# Data records
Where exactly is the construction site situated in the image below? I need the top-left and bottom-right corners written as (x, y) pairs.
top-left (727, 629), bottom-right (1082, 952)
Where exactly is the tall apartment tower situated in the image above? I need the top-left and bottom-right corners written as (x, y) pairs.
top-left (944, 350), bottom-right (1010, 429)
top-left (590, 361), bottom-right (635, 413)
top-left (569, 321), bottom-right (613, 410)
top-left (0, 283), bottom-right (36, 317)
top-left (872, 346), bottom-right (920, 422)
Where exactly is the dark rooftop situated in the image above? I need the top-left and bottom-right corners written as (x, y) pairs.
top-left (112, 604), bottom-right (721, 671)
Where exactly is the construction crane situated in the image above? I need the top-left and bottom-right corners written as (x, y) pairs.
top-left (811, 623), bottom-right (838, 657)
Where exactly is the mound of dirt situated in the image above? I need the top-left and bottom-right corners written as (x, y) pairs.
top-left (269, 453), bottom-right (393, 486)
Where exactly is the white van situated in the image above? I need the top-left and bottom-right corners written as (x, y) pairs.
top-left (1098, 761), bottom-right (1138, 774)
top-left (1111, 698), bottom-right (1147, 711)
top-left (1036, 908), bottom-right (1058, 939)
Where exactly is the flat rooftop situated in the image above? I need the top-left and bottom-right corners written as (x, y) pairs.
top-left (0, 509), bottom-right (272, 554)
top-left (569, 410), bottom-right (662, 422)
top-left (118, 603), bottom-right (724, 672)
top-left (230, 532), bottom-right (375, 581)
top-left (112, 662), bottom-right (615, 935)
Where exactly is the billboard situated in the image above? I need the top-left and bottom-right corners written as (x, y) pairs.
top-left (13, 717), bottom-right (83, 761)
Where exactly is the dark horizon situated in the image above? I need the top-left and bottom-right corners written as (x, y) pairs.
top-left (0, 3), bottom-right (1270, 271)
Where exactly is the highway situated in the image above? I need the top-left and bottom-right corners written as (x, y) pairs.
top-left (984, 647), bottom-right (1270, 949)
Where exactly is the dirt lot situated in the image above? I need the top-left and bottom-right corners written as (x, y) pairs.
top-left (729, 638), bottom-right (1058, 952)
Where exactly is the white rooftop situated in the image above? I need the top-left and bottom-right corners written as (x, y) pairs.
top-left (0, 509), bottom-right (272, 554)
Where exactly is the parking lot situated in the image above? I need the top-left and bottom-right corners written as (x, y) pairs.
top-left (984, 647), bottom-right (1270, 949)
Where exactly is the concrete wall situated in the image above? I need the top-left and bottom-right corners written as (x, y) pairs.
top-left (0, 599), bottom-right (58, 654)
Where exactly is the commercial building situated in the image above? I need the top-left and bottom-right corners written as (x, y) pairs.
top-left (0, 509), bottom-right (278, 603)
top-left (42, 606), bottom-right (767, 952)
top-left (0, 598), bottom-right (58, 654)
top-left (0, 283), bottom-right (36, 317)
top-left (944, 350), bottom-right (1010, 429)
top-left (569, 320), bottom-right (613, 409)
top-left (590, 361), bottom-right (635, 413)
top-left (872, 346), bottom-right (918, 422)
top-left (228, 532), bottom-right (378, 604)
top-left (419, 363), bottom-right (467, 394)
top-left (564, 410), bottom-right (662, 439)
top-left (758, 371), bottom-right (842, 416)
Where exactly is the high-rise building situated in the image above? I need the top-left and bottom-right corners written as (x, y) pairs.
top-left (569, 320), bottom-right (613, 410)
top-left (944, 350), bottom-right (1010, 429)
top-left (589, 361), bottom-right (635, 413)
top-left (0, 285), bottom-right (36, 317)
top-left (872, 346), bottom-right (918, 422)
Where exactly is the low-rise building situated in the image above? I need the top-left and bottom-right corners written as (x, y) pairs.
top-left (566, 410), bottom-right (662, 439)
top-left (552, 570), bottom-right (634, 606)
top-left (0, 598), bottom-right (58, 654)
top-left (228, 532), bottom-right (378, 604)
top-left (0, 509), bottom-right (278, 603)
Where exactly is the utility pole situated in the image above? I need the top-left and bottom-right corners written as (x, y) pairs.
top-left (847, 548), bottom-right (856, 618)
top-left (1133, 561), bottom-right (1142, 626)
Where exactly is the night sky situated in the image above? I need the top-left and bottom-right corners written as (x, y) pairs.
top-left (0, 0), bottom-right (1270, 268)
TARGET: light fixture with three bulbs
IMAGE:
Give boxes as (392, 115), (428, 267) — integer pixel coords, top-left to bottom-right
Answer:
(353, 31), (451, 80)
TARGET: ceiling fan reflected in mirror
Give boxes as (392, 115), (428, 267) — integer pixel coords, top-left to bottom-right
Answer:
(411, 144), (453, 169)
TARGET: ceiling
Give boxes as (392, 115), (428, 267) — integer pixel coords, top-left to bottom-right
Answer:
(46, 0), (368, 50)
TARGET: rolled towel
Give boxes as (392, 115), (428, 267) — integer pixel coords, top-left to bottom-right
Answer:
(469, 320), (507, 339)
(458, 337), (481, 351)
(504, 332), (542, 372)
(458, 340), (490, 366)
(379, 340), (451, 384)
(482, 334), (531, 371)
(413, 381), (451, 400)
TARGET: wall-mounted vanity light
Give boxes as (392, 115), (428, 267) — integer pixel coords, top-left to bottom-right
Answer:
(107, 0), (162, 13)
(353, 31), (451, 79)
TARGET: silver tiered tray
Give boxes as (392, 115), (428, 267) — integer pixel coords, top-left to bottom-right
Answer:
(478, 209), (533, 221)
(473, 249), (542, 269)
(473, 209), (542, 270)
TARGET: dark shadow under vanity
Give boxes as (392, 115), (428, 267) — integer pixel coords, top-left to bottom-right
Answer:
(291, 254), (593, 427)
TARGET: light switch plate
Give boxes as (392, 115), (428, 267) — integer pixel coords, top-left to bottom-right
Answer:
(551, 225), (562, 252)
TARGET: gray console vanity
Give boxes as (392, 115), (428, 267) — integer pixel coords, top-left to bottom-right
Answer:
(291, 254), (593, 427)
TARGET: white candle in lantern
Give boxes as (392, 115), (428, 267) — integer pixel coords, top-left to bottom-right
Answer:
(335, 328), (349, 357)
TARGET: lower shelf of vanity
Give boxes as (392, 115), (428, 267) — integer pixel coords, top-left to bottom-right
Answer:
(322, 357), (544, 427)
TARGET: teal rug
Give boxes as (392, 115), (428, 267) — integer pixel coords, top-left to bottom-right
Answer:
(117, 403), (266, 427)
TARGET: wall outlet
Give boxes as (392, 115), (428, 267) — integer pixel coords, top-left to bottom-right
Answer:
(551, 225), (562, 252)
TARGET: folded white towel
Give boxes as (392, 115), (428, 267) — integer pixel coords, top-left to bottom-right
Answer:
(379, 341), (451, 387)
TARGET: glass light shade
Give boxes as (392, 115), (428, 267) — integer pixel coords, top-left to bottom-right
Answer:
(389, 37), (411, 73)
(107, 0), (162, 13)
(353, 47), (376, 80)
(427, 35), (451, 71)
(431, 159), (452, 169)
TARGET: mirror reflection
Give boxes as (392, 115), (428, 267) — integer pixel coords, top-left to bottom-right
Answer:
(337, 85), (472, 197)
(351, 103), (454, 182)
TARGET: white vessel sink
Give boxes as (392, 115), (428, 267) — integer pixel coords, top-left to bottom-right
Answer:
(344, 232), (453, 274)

# Goal
Gather every line above that contains the word "construction" and copy each one in full.

# Output for this exercise
Where exactly is the construction site situated in the image below? I need the top-left and bottom-right corners written as (x, y) pairs.
Where exactly is the construction crane situated in the image above? I need the top-left and bottom-right corners written as (x, y) pairs.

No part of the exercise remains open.